# [EXERCISE DETAILS]
Could you repeat the whole listing below exactly, omitting any picture it holds?

# [RECORD EXTRACTS]
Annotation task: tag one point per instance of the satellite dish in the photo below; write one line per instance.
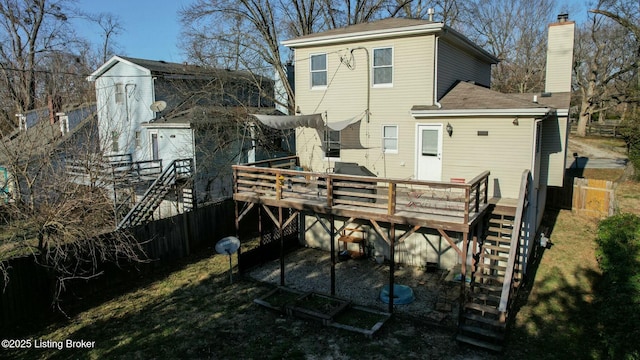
(158, 106)
(228, 246)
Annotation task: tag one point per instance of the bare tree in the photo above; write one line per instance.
(447, 11)
(515, 32)
(247, 34)
(111, 27)
(28, 31)
(63, 223)
(604, 65)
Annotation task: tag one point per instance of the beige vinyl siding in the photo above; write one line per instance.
(456, 64)
(554, 139)
(506, 151)
(346, 97)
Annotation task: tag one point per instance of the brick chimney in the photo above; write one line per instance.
(560, 55)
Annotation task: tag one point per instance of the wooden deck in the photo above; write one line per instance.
(441, 205)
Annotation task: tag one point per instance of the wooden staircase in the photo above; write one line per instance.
(495, 277)
(179, 171)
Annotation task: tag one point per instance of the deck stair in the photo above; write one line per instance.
(496, 275)
(174, 176)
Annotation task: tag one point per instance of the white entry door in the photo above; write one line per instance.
(429, 152)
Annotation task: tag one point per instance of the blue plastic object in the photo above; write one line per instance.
(402, 294)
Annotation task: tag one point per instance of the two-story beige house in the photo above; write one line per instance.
(402, 146)
(410, 99)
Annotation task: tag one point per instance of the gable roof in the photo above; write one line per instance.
(471, 99)
(164, 68)
(390, 25)
(386, 28)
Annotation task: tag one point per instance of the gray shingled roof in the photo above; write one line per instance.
(469, 96)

# [COMPLETED EXERCISE]
Annotation task: tag one point per instance of the satellite dish in the photo below; write one line per instance.
(158, 106)
(228, 246)
Annotation task: tag one point per instance of the bare tree in the photo above; write one line per instance.
(447, 11)
(515, 32)
(247, 34)
(111, 27)
(28, 31)
(63, 223)
(604, 65)
Annotation task: tag one point per instance of the beige vinyl siding in the photo above; write one line per instance.
(456, 64)
(554, 139)
(506, 151)
(346, 97)
Annotation task: tag one point per instance of the brick chimney in the photo above; write one line per instance.
(560, 55)
Annotation task: tag one point per instance of the wooden deck in the photo above; write one line per instance.
(441, 205)
Annotation task: tag one point per instance of the wooden staircase in the photo above; write one line per instance.
(495, 277)
(179, 171)
Annotation task: tag one point per instance of the deck stair in the photo above; write one line per instance.
(496, 275)
(174, 176)
Annotation task: tag one point per instance of the white entry door in the photo above; write one line per instance.
(429, 152)
Annotation task: tag one point per instance of the blue plastic object in the photo above; write one line per instance.
(402, 294)
Annotation task: tag one point per instance of the two-story beige house in the photo above; write one line per instance.
(402, 146)
(410, 99)
Annotation task: tag one point per instance of the gable roof in the photo above; write one line per instance.
(471, 99)
(164, 68)
(390, 25)
(386, 28)
Annotation task: tag one point per instance of the gray shingled roof in the photo above; write one line per instance.
(469, 96)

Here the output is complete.